### Exercise goal
Reproduce each of the lines below verbatim, in the same order.

### Source records
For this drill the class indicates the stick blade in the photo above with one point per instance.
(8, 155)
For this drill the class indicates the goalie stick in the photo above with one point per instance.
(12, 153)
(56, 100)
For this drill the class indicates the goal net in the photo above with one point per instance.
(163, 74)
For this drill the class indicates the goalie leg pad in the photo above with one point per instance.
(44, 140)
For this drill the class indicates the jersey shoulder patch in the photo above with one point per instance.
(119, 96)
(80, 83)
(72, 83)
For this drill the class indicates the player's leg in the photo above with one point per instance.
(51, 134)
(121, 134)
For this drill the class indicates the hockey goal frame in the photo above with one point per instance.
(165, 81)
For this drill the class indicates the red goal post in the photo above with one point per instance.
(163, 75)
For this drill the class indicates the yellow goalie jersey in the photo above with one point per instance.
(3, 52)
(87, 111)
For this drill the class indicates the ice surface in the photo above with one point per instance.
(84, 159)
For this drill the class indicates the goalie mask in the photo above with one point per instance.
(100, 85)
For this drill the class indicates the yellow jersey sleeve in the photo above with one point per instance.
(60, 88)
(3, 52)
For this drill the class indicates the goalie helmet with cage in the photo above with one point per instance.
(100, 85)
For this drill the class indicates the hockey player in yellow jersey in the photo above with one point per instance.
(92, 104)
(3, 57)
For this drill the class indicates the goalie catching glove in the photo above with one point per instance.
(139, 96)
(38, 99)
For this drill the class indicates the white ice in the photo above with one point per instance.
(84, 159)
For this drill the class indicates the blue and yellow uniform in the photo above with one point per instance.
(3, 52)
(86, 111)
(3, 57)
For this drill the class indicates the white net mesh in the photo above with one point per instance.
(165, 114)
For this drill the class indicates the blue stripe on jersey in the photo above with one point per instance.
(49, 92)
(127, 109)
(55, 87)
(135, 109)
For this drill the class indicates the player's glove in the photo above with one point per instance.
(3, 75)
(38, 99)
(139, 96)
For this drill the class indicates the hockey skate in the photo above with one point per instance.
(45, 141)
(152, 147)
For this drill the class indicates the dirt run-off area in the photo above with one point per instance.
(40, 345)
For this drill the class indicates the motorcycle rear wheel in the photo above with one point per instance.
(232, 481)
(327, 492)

### Solution for this problem
For this drill the class indicates the stick blade in the photo above with one point per instance.
(8, 155)
For this drill the class indicates the goalie stick in the photo above with one point per instance.
(12, 153)
(56, 100)
For this drill the class indicates the goal net in the photo above with one point per instance.
(163, 74)
For this drill the class indicates the goalie leg pad in the photo above with one point per instance.
(44, 140)
For this drill the class indicates the jersey shoulder patch in the photo above with one point per instance.
(119, 96)
(80, 83)
(72, 83)
For this drill the class indicates the player's leg in the photo above with one point per instance.
(51, 134)
(121, 134)
For this drill the class indicates the hockey goal frame in the photo above with one point per instance.
(165, 81)
For this drill the class indicates the red goal post in the photo above with one point per instance.
(163, 75)
For this drill the class indicates the yellow goalie jersey in the photo above with one point per instance.
(3, 52)
(87, 111)
For this drill the class indicates the ice surface in the photo above with one point per instance.
(84, 159)
For this drill the class indicates the goalie mask in the photo above with one point per instance.
(100, 85)
For this drill the class indicates the yellow jersey sleeve in the photo above with one point per instance.
(60, 88)
(3, 52)
For this drill the class indicates the goalie helmet with cage in the photo above with one point per instance.
(100, 85)
For this drill the class indicates the hockey player in yellow jersey in the photo above with one point per instance.
(92, 104)
(3, 57)
For this drill the class indicates the goalie catching glove in the photo above with one point per instance.
(139, 96)
(38, 99)
For this drill the class indicates the white ice in the photo above with one point per instance.
(84, 159)
For this drill the class indicates the blue and yellow uniform in the photo above with one point per instance.
(3, 52)
(86, 111)
(3, 57)
For this drill the class indicates the white net mesh in the photo above with one point per instance.
(165, 114)
For this drill the class indicates the blue stripe on jersey in the photo above with one point per instance.
(49, 92)
(127, 109)
(55, 87)
(135, 109)
For this drill the class indicates the player's glove in the photo above with one point per instance.
(3, 75)
(38, 99)
(139, 96)
For this drill the class indicates the hockey skate in the photo above with one point per instance.
(45, 141)
(152, 147)
For this drill the class indicates the dirt run-off area in the photo above with one point per instance.
(40, 345)
For this drill the class indicates the motorcycle rear wheel in the photo above with one point per instance.
(232, 481)
(327, 492)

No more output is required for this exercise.